Sur la scène internationale, Trump a compris que ne pas agir, comme la précédente administration avait en partie fait, pouvait causer des dégâts significatifs pour l'impérialisme américain en permettant aux concurrents impérialistes de faire des avancées supplémentaires. Laissons de côté la question du commerce pour laquelle le nouveau Président a menacé de déchirer tous les traités internationaux comme le NAFTA, le traité de libre commerce avec le Canada et le Mexique, le TPP (transpacifique avec les pays asiatiques) et le TTIP (transatlantique avec les pays européens), sans mentionner les accusations contre la Chine de concurrence déloyale et les menaces contre elle et l'Europe (c'est-à-dire l'Allemagne) avec des tarifs douaniers élevés pour reconquérir le terrain perdu par le commerce américain en déficit avec les autres pays. Mais le problème le plus urgent pour la nouvelle administration américaine est le retour, fort et visible, du bras armé de l'impérialisme américain dans une des régions les plus chaudes de la scène internationale : le Moyen-Orient, la Syrie et la Méditerranée.
La “ question Assad ” n'a pas de sens si on la discute seulement en terme de son caractère ou de son personnage. Le véritable problème pour Trump est d'empêcher la Russie de soutenir le régime du “ dictateur de Damas ” et la possibilité pour Poutine de maintenir l'accès à la marine commerciale et surtout militaire aux ports syriens de Lattaquié et Tartous. Les États-Unis visent au contrôle commercial et militaire des mers. En théorie, la marine américaine est capable d'interdire la navigation et l'amarrage aux ports stratégiques à quiconque du fait de la supériorité incontestée de sa marine. Les 3e, 4e, 5e , 6e et 7e flottes sont respectivement dans l'Atlantique, la Méditerranée tout comme dans les océans Indien et Pacifique. 90 % du commerce mondial passe par ces mers. Les amiraux Nora Tyson, Sean Pybus et Kevin Donegan contrôlent l'accès aux routes maritimes internationales. Cet accès pourrait facilement être refusé ou rejeté par la force si l'impérialisme américain le voulait. Laisser main libre au rival russe sur la question syrienne signifierait risquer d'avoir une concurrence naval de premier plan en Méditerranée et des difficultés énormes pour la stratégie du Pentagone. Trump a augmenté le budget du Ministère de la Défense de plus de 10 % (autour de 52 milliards) pour la préparation des opérations immédiates de guerre et un programme de réarmement de court-terme.

_ _ _ _

— Question 1 —
Dans l'extrait sur la politique de Trump en Syrie, quels ports syriens sont nommés ?
— Question 2 —
Poursuivez l'extrait sur la politique de Trump en Syrie à la suite de sa dernière phrase.
Les lignes ci-dessous viennent d'une autre source.

_ _ _ _

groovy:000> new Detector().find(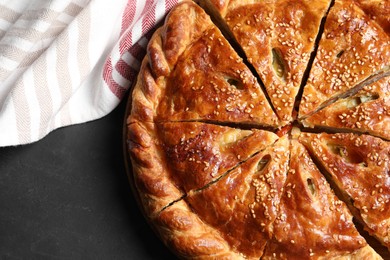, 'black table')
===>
[0,98,174,259]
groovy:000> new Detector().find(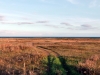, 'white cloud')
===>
[89,0,97,8]
[67,0,79,4]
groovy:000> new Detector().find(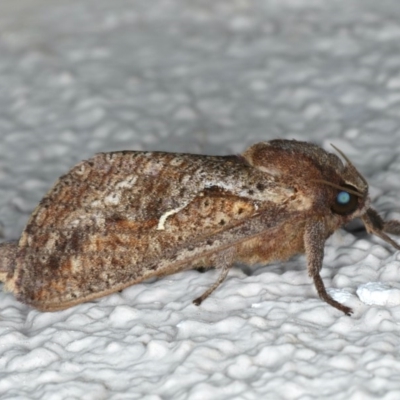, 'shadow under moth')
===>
[0,140,400,315]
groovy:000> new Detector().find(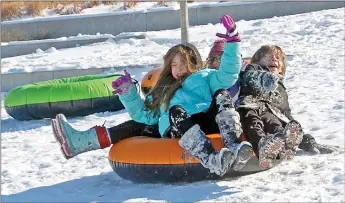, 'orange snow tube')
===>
[109,134,274,183]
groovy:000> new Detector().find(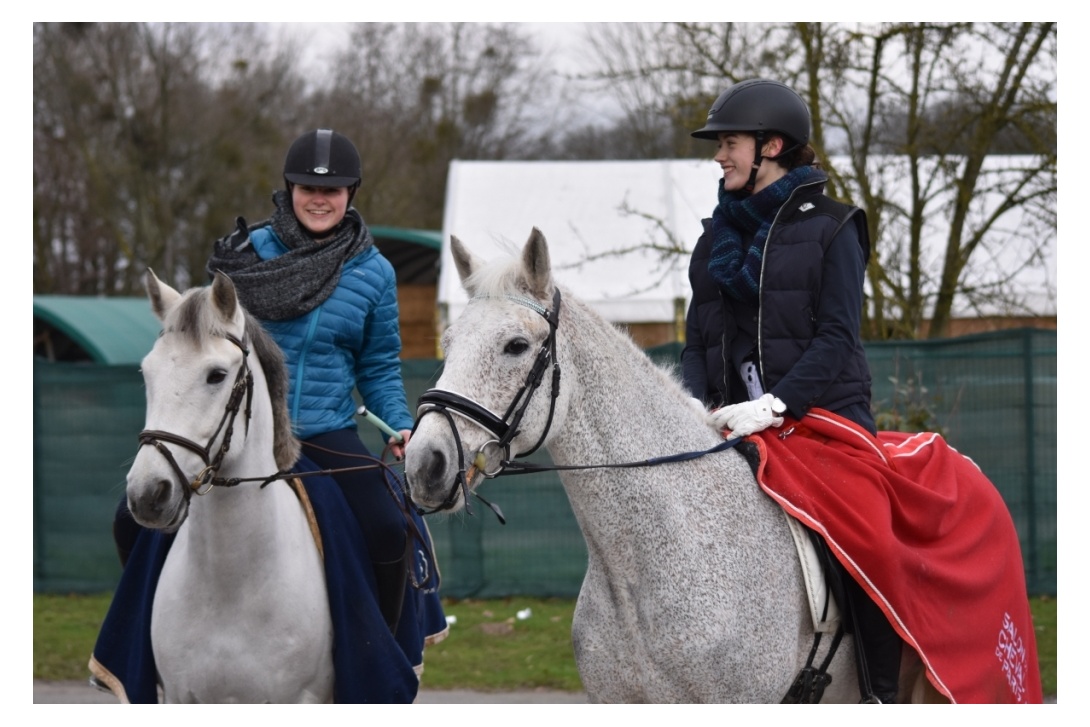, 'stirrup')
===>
[859,694,896,704]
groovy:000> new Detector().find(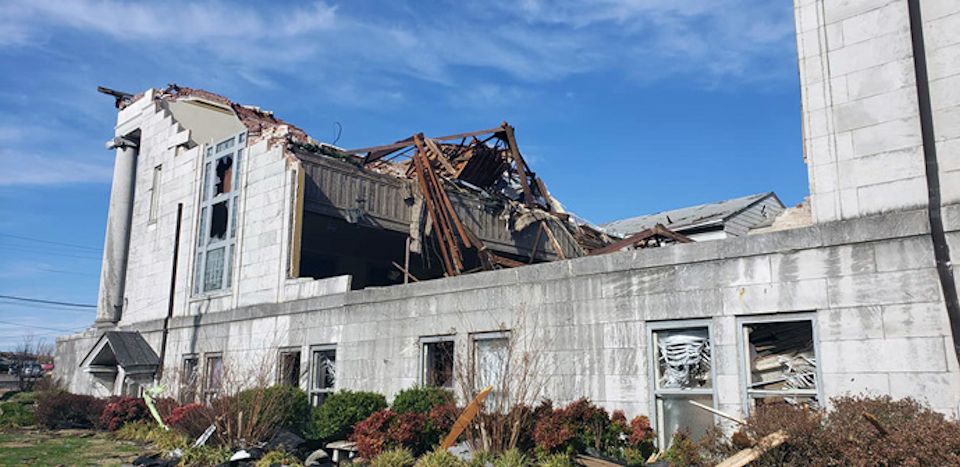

_ _ _ _

— Réponse attendue 1 —
Lattaquié et Tartous.

— Réponse attendue 2 —
Peu importe donc que l'opération syrienne, même si elle fut planifiée auparavant, ait été déclenchée soudainement de nuit, sans l'accord du Congrès et sans que la commission d'enquête de l'ONU n'ait fait la lumière sur l'utilisation des armes chimiques. C'est un avertissement : à la Russie sur l'hégémonie en Méditerranée ; à la Chine pour qu'elle freine la Corée du Nord “ sinon nous le ferons ” ; à l'Iran qui, en participant directement à la guerre contre l'État Islamique, essaie d'obtenir des gains territoriaux et pétroliers contre l'allié saoudien des États-Unis. Le front chiite s'est développé tout au long des six ans de guerre en Syrie. Le Hezbollah libanais et l'axe irano-irakien chiite défendent Assad sous la direction de la Russie qui, de plus, combat en Ukraine après qu'elle ait pris possession de la péninsule de Crimée. Derrière tout cela, il y a comme toujours la guerre pour les “ pipelines ” comme le récent et fragile projet du gazoduc “ Turkish Stream ” entre la Turquie et la Russie et les pipelines turc, azerbaïdjanais et russe vers l'Europe et l'Asie, et la lutte sur le prix du pétrole brut et pour le contrôle des routes commerciales du marché asiatique du gaz.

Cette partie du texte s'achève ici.